> Task: When you reach the line that contains "Can you find the gravel" in the data below, start reproducing lines exactly, and stop after the line that contains "Can you find the grass".

> Materials provided:
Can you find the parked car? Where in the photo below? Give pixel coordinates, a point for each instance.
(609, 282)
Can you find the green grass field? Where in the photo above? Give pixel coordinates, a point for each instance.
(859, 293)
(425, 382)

--

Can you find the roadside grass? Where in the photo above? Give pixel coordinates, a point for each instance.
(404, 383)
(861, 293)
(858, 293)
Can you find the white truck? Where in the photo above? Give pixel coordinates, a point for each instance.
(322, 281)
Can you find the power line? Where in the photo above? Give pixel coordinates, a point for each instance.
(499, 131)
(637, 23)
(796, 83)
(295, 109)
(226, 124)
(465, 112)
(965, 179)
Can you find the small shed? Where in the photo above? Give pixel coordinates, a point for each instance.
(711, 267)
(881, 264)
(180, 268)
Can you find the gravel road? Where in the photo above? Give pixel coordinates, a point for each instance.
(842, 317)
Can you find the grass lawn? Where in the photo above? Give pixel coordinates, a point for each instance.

--

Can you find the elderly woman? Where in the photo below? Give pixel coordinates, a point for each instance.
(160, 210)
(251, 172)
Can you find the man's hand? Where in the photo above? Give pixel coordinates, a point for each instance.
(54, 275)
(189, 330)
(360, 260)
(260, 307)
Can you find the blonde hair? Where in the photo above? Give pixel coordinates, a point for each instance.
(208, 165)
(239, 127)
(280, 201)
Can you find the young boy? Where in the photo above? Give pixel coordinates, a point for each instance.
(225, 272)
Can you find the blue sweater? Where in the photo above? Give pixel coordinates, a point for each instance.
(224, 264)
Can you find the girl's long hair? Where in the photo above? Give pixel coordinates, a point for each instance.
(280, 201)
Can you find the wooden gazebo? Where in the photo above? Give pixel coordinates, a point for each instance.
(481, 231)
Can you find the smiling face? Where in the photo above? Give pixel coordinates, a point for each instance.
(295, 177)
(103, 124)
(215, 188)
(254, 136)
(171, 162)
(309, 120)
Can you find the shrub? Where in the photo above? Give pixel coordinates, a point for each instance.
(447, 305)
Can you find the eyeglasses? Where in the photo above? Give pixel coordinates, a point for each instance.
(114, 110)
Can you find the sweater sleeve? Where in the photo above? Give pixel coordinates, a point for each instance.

> Solution for this exercise:
Can you find the gravel road? Where in the photo above? Give pixel coordinates, a point for each instance.
(842, 317)
Can you find the grass lawn? Where in the photo above? Give pixel coordinates, a point for each instance.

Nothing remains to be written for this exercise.